Molecule of the Week: RNA

16 May
messenger RNA credit: Wikimedia Commons

messenger RNA credit: Wikimedia Commons

You have it, I have it. Many viruses are based on it. It’s RNA, which stands for ribonucleic acid. It’s DNA’s chemical cousin with just a few slight differences.

While DNA serves as life’s genetic blueprint. RNA is more of a multitasker. DNA stores information in a kind of vault, and the cell makes RNA-based copies that ferry that information to other parts of the cell to provide the program for making proteins, the true cellular workhorses.  RNA’s reactivity also makes it a little like proteins– it’s been shown to actually do chemical reactions.

So, why does RNA make the cut this week? Researchers have found a new way to put RNA together, which may help scientists figure out how life begins. (See the New York Times story here).

Because RNA has many talents, some scientists had proposed an RNA world, the idea that all life was originally based on RNA, that DNA and proteins developed later. But there was a problem. The segments that make up RNA (and DNA) are made from three building blocks. Researchers couldn’t figure out how two of those building blocks could have fit together on their own– there was no way for the reaction to happen without external help.
· · ·
*REQUIRED ACTION:* In the RNA article, how many building blocks are the segments of RNA and DNA made from?

*SUPPLIED INFORMATION:*
· · ·
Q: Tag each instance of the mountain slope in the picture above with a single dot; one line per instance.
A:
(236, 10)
· · ·
*ANSWER TO THIS TASK:* Three building blocks.